- [Set task 1] In the records, copy word for word everything from the line containing "of the road" through the final line of the records, including both.

- [Excerpt]
.....

Nobody's Papers
“Why we twitter: understanding Microblogging usage and Communities” by Java et al.

One year and a half ago I spent lot of times reading those foundational papers about Web Information Retrieval where first analysis of usage on search engines (main information retrieval systems for Web) were performed.

Those papers showed that the average user on the web search for information in a very different way, hardly describing their goals, visiting few alternatives and spending not much time.

Some months ago I was thinking about the quality and quantity of information that a search engine shows to the user in order to accomplish their goals and then a discussion with a colleague of mine about twitter made me think that a study focusing on how and why people uses twitter would be very interesting.

Obviously you cannot figure out the reasons because every single user is twitting, but we cannot figure out the real motivations behind every single query submitted to a search engine and we are still trying to have a better understanding.

My first thought was to apply Broder’s taxonomy to tweets, but it’s clear that Broder’s Taxonomy can only be applied to Information Retrieval actions, not Information Creation actions (such as a tweet). An equivalent taxonomy should be found and that path led too far from current interests.

Last days I was thinking again about the information exposed by a search engine and Dani recommended me:

Why We Twitter: Understanding Microblogging Usage and Communities by Java et al. (Akshay Java, Xiaodan Song, Tim Finin and Belle Tseng) http://doi.acm.org/10.1145/1348549.1348556

In this paper the authors perform an analysis over a dataset from twitter collected by the authors during a period of two months focusing on the network properties, geographic distribution of the users and user intention.

According to user intention the authors implement the HITS algorithm in order to find authorities (users with a high number of followers) and hubs (users who follows lot of authorities). This way they identify 3 kind of users:

  1. Those who share information.
  2. Those who seek information.
  3. Those who want to be connected with friends.

A user can overlap in these categories. For example, I have an account in Twitter because I want to stay in touch with my friends and I want to receive information about my interests.

Categories 1 and 2 can be solved with HITS algorithm but category 3 demands a community analysis which is also performed in this paper, showing some examples of overlapping comunities.

.....

- [Set task 2] According to the blog post, over what period did the authors collect their Twitter dataset?

.....

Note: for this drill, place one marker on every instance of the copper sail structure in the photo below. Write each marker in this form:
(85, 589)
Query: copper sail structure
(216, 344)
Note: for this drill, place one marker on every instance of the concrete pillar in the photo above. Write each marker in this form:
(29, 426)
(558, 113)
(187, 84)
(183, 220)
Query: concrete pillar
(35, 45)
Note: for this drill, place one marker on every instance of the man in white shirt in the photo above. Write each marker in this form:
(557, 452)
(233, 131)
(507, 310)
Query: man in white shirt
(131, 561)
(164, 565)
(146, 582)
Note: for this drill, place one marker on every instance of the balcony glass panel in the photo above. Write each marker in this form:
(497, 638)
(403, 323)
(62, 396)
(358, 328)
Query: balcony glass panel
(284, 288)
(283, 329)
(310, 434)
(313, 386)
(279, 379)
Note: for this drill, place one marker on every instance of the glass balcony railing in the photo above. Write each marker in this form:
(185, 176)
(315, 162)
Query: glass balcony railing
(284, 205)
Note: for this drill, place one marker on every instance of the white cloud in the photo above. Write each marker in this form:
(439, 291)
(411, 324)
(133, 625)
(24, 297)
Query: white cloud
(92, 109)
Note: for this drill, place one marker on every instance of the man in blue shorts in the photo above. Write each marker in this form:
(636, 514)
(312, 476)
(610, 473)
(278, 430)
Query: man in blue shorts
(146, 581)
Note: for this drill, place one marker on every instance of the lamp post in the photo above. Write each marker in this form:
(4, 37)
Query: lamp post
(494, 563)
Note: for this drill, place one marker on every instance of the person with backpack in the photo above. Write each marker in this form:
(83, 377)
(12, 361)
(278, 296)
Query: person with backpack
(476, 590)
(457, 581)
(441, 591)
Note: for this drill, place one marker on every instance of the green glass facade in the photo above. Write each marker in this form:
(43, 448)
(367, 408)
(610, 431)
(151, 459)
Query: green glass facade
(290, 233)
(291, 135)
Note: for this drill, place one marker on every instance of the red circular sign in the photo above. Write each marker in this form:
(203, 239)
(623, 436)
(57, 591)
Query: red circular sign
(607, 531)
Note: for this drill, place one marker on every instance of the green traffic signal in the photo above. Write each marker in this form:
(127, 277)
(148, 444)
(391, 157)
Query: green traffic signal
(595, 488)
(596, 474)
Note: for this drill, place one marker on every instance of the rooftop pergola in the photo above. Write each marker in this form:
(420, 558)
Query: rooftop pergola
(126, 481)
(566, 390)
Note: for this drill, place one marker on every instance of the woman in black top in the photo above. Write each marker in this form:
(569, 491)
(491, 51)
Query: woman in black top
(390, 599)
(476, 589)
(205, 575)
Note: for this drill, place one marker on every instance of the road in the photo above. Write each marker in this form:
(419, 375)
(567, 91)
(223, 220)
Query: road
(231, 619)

.....

- [Response 1]
Note: for this drill, place one marker on every instance of the road in the photo above. Write each marker in this form:
(419, 375)
(567, 91)
(223, 220)
Query: road
(231, 619)

- [Response 2] Two months.